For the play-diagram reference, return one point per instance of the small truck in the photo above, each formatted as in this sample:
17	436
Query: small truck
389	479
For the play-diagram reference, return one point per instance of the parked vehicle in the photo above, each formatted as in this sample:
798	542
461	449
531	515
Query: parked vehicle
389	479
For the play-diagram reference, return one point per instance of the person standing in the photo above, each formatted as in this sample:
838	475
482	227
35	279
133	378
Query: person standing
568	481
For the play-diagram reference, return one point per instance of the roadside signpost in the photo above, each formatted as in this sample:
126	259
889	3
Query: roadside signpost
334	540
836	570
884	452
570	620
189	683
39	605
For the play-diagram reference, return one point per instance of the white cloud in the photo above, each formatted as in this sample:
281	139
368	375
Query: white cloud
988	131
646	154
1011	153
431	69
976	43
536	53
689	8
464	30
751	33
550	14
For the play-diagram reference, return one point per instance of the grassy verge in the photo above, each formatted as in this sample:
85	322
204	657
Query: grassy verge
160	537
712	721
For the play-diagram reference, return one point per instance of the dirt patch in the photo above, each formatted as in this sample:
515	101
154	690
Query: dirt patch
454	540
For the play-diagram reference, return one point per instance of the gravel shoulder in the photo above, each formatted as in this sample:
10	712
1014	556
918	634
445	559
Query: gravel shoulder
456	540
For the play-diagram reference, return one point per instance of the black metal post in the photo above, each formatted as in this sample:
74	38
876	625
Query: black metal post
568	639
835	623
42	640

» Given task
Copy all of the records above verbatim, line for line, without changing anything.

» Completed exercise
For the play-diagram reference, return one point per instance of the small truck in the photo above, each formatted as in this sample:
17	436
Query: small truck
389	479
For the play-diagram reference, return one point per instance of the parked vehicle in the photo above, each formatted as in this sample:
798	542
461	449
531	515
Query: parked vehicle
389	479
For the play-diagram reference, return one point per instance of the person standing in the photo above, each formatted as in this sample:
838	475
482	227
35	279
133	378
Query: person standing
568	481
For the play-diagram reference, return one point per instance of the roadside signpost in the photo above, each formatted as in this sample:
126	259
889	3
Query: roadside signpost
334	540
836	570
884	452
570	620
189	683
39	605
For the play-diagram reference, return one point per instance of the white cloud in the photo above, each formatted as in this sample:
281	139
368	375
Query: white cloud
988	131
646	154
1011	153
431	69
976	43
536	53
689	8
464	30
751	33
550	14
For the play-diagram reference, return one point per instance of the grassy verge in the photo above, each formatted as in this sample:
85	322
204	657
Query: grassy verge
160	537
712	721
For the play-diagram reference, return one point per instance of the dirt patch in the photo above, each formatted as in this sample:
515	101
154	690
Query: dirt patch
454	540
For the play-diagram reference, return one point per instance of the gravel shoulder in the photo above, each formatted as in this sample:
10	712
1014	556
918	634
445	559
Query: gravel shoulder
456	540
For the play-diagram reference, return one point per instance of the black metal post in the photo above, each formatted as in this sample:
74	38
876	625
Query: black metal post
568	639
835	623
42	640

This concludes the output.